Directive
Could you rewrite the entries below as a numbered list with no blank lines, leaving the pictures out?

[Start of Data entries]

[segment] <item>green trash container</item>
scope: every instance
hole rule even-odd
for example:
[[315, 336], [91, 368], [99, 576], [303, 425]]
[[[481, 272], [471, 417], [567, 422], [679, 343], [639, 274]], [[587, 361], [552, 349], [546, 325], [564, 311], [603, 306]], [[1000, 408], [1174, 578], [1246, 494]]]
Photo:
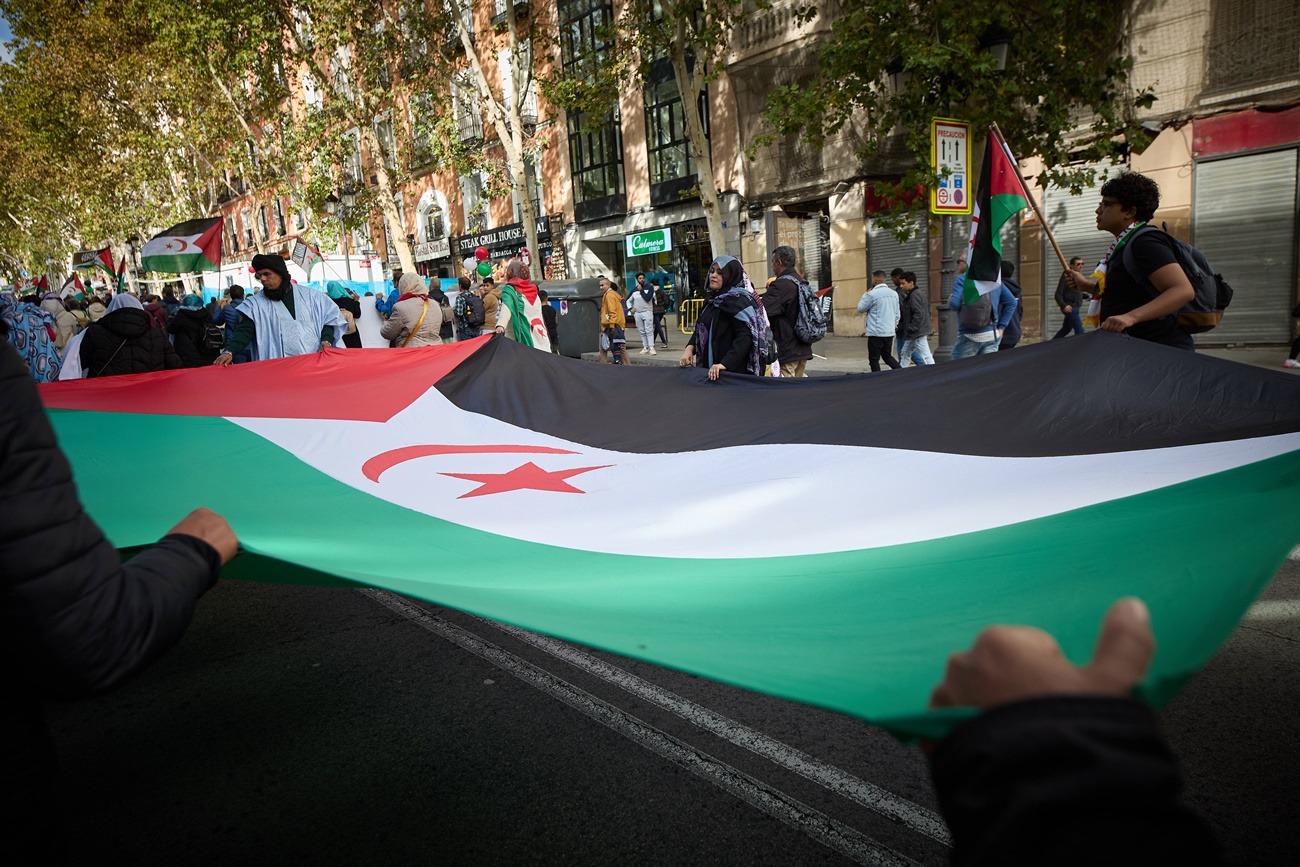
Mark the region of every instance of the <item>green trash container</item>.
[[559, 313], [555, 317], [555, 330], [560, 355], [580, 359], [584, 352], [599, 350], [601, 281], [594, 277], [546, 279], [538, 286], [546, 290], [551, 305]]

[End of Data entries]

Expected output
1. [segment] <item>green trash container</item>
2. scope: every instance
3. hole rule even-odd
4. for example:
5. [[315, 336], [91, 368], [99, 576], [303, 425]]
6. [[[481, 272], [471, 417], [567, 422], [679, 343], [639, 274]], [[587, 361], [552, 349], [546, 325], [564, 311], [603, 306]], [[1000, 408], [1174, 578], [1246, 494]]]
7. Photo:
8. Mark the region of every instance of the <item>green trash container</item>.
9. [[559, 313], [555, 317], [555, 330], [560, 355], [580, 359], [584, 352], [599, 350], [601, 281], [594, 277], [546, 279], [538, 286], [546, 290], [551, 305]]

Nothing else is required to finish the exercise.